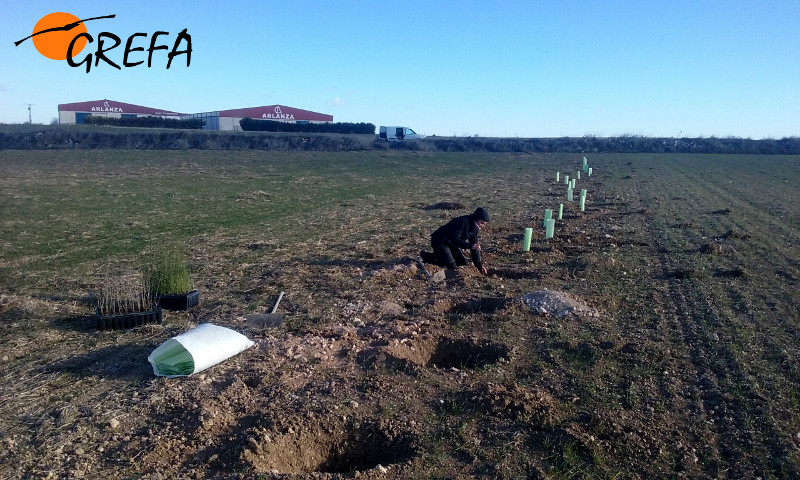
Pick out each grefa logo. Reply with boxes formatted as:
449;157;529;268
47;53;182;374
14;12;192;73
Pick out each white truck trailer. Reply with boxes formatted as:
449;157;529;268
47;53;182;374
378;126;425;142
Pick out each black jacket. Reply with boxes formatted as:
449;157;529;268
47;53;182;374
431;215;478;250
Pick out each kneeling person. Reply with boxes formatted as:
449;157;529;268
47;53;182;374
419;207;489;275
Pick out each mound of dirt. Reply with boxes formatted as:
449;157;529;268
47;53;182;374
519;288;599;317
423;202;467;210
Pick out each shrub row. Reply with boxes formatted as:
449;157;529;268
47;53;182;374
85;115;206;130
0;127;372;151
239;118;375;135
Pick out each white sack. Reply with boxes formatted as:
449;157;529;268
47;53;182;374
147;323;254;378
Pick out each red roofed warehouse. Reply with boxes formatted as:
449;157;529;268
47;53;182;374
58;100;333;130
58;100;184;124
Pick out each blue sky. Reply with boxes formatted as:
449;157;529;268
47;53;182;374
0;0;800;139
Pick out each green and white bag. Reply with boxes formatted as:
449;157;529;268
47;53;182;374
147;323;255;378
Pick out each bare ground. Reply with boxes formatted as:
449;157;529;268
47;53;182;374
0;156;800;479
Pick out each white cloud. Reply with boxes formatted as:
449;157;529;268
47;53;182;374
325;97;345;107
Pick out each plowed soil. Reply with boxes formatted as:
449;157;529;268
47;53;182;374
0;152;800;479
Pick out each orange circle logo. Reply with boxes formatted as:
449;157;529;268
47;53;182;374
33;12;87;60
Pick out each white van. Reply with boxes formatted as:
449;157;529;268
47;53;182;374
378;126;425;142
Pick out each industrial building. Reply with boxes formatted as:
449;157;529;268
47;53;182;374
58;99;333;130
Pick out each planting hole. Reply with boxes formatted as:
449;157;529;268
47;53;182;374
242;422;417;474
427;337;510;369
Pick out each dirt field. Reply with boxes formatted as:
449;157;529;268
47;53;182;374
0;151;800;479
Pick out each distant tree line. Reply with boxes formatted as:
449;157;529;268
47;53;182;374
239;118;375;135
0;125;800;155
418;135;800;155
85;115;206;130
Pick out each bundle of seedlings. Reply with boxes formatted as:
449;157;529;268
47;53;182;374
147;250;200;310
93;268;162;330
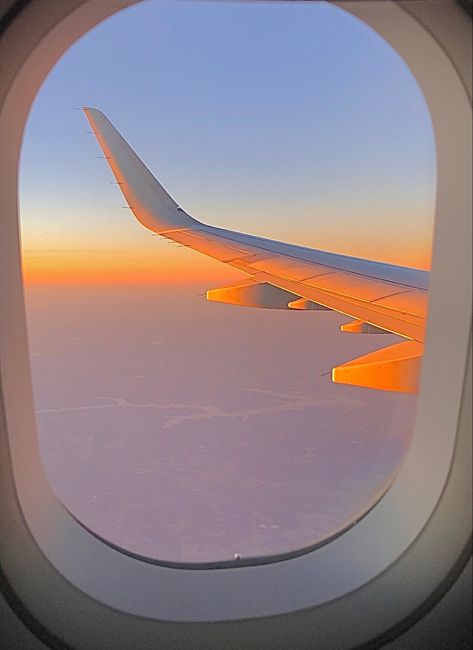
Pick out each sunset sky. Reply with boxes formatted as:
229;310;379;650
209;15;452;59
20;1;435;283
20;1;435;562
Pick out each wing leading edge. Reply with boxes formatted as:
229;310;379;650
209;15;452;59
84;108;429;393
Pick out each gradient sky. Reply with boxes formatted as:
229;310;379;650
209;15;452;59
20;1;435;282
20;1;435;562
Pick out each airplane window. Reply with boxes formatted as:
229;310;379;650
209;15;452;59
20;1;435;564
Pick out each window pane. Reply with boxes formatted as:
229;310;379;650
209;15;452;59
20;2;435;562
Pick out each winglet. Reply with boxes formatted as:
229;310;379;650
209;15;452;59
83;106;200;233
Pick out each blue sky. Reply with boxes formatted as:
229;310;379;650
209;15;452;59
20;1;435;276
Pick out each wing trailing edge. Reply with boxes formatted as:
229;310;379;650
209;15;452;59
332;341;424;393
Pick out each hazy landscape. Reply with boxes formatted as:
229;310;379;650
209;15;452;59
27;285;416;562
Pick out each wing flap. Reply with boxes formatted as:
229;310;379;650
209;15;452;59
332;341;424;393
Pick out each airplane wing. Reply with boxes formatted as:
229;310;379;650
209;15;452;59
84;108;429;393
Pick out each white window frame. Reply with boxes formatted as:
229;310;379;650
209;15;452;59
0;0;472;650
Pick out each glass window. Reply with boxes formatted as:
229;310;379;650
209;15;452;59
20;2;435;563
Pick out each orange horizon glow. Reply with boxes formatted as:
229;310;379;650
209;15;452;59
22;239;431;285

▶ [What the task requires] Turn all of the material above into a Markdown table with two columns, Number and Entry, giving each non-blank line its own numbered row. Leave the pictures out.

▶ [Solution to this problem]
| Number | Entry |
|---|---|
| 1 | Pick out each grefa logo. Reply with boxes formatted as: |
| 2 | 449;157;529;268 |
| 3 | 47;53;182;374 |
| 4 | 14;12;192;73 |
| 5 | Pick out each white truck trailer. Reply with boxes formatted as: |
| 6 | 449;157;529;268 |
| 7 | 47;53;182;374 |
| 8 | 378;126;425;142 |
| 9 | Pick out each black jacket. Reply with boxes formatted as: |
| 10 | 449;157;529;268 |
| 11 | 47;53;182;374 |
| 12 | 431;215;478;250 |
| 13 | Pick out each kneeling person. Reply with boxes formatted as: |
| 14 | 449;157;529;268 |
| 15 | 47;53;182;374 |
| 16 | 419;207;489;275 |
| 17 | Pick out each mound of dirt. Reply with boxes formatted as: |
| 18 | 449;157;529;268 |
| 19 | 47;53;182;374 |
| 20 | 519;288;599;317 |
| 21 | 423;202;467;210 |
| 22 | Pick out each shrub row. Reply with boxes formatted as: |
| 23 | 449;157;529;268 |
| 24 | 47;53;182;374 |
| 25 | 85;115;206;130 |
| 26 | 0;127;372;151 |
| 27 | 239;118;375;135 |
| 28 | Pick out each white sack. Reply with boxes formatted as: |
| 29 | 449;157;529;268 |
| 30 | 47;53;182;374 |
| 31 | 147;323;254;378 |
| 32 | Pick out each red roofed warehouse. Reply with boxes formatted as: |
| 33 | 449;157;529;268 |
| 34 | 47;53;182;374 |
| 35 | 58;100;333;130 |
| 36 | 58;100;184;124 |
| 37 | Pick out each blue sky. Reply with boxes formatted as: |
| 38 | 449;157;529;268 |
| 39 | 47;53;182;374 |
| 40 | 0;0;800;139 |
| 41 | Pick out each green and white bag. Reply with boxes formatted as: |
| 42 | 449;157;529;268 |
| 43 | 47;53;182;374 |
| 44 | 147;323;255;378 |
| 45 | Pick out each bare ground. Reply with boxes formatted as: |
| 46 | 449;157;529;268 |
| 47 | 47;53;182;374 |
| 48 | 0;156;800;479 |
| 49 | Pick out each white cloud. Reply with boxes formatted as: |
| 50 | 449;157;529;268 |
| 51 | 47;53;182;374 |
| 52 | 325;97;345;107 |
| 53 | Pick out each plowed soil. Reply with boxes formatted as: |
| 54 | 449;157;529;268 |
| 55 | 47;53;182;374 |
| 56 | 0;152;800;479 |
| 57 | Pick out each orange circle logo. Reply with boxes formatted as: |
| 58 | 449;157;529;268 |
| 59 | 47;53;182;374 |
| 60 | 33;12;87;60 |
| 61 | Pick out each white van. Reply with boxes formatted as: |
| 62 | 449;157;529;268 |
| 63 | 47;53;182;374 |
| 64 | 378;126;425;142 |
| 65 | Pick out each industrial building. Reply with boxes formatted as: |
| 66 | 449;157;529;268 |
| 67 | 47;53;182;374 |
| 68 | 58;99;333;130 |
| 69 | Pick out each planting hole. Reply with boxes formatted as: |
| 70 | 449;157;529;268 |
| 71 | 47;53;182;374 |
| 72 | 242;422;417;474 |
| 73 | 427;337;510;369 |
| 74 | Pick out each dirt field. Reply with boxes formatted as: |
| 75 | 449;157;529;268 |
| 76 | 47;53;182;374 |
| 77 | 0;151;800;479 |
| 78 | Pick out each distant tree line. Reply with boxes formatted as: |
| 79 | 449;157;529;268 |
| 80 | 47;53;182;374 |
| 81 | 239;118;375;135 |
| 82 | 0;125;800;155 |
| 83 | 418;135;800;155 |
| 84 | 85;115;206;130 |
| 85 | Pick out each bundle of seedlings. Reply with boxes formatted as: |
| 86 | 449;157;529;268 |
| 87 | 47;53;182;374 |
| 88 | 147;250;200;310 |
| 89 | 93;268;162;330 |
| 90 | Pick out each sunset sky. Reply with boxes formatted as: |
| 91 | 229;310;379;650 |
| 92 | 209;15;452;59 |
| 93 | 20;1;435;283 |
| 94 | 20;1;435;562 |
| 95 | Pick out each wing leading edge. Reply with boxes formatted as: |
| 96 | 229;310;379;650 |
| 97 | 209;15;452;59 |
| 98 | 84;108;429;393 |
| 99 | Pick out each gradient sky. Reply with boxes formatted as: |
| 100 | 229;310;379;650 |
| 101 | 209;15;452;59 |
| 102 | 20;1;435;282 |
| 103 | 20;1;435;562 |
| 104 | Pick out each airplane window. Reply with boxes formatted as: |
| 105 | 229;310;379;650 |
| 106 | 209;15;452;59 |
| 107 | 20;1;435;564 |
| 108 | Pick out each window pane. Reply with boxes formatted as: |
| 109 | 229;310;379;650 |
| 110 | 209;15;452;59 |
| 111 | 20;2;435;562 |
| 112 | Pick out each winglet. Reply with boxes formatted as: |
| 113 | 229;310;379;650 |
| 114 | 209;15;452;59 |
| 115 | 83;106;200;233 |
| 116 | Pick out each blue sky. Reply with boxes formatted as: |
| 117 | 229;310;379;650 |
| 118 | 209;15;452;59 |
| 119 | 20;1;435;276 |
| 120 | Pick out each wing trailing edge. Reply with boxes formatted as: |
| 121 | 229;310;379;650 |
| 122 | 209;15;452;59 |
| 123 | 332;341;424;393 |
| 124 | Pick out each hazy landscape. Reply with boxes formatted as: |
| 125 | 229;310;379;650 |
| 126 | 209;15;452;59 |
| 127 | 27;285;416;562 |
| 128 | Pick out each wing flap. Reply with boxes formatted as: |
| 129 | 229;310;379;650 |
| 130 | 209;15;452;59 |
| 131 | 332;341;424;393 |
| 132 | Pick out each airplane wing. Reply with boxes formatted as: |
| 133 | 229;310;379;650 |
| 134 | 209;15;452;59 |
| 135 | 84;108;429;393 |
| 136 | Pick out each white window frame. Reply with boxes formatted as: |
| 137 | 229;310;379;650 |
| 138 | 209;15;452;59 |
| 139 | 0;0;472;650 |
| 140 | Pick out each glass window. Reply with boxes formatted as: |
| 141 | 229;310;379;650 |
| 142 | 209;15;452;59 |
| 143 | 20;2;435;563 |
| 144 | Pick out each orange horizon glow. Reply with boxes formatted as: |
| 145 | 229;310;379;650 |
| 146 | 209;15;452;59 |
| 147 | 22;239;431;285 |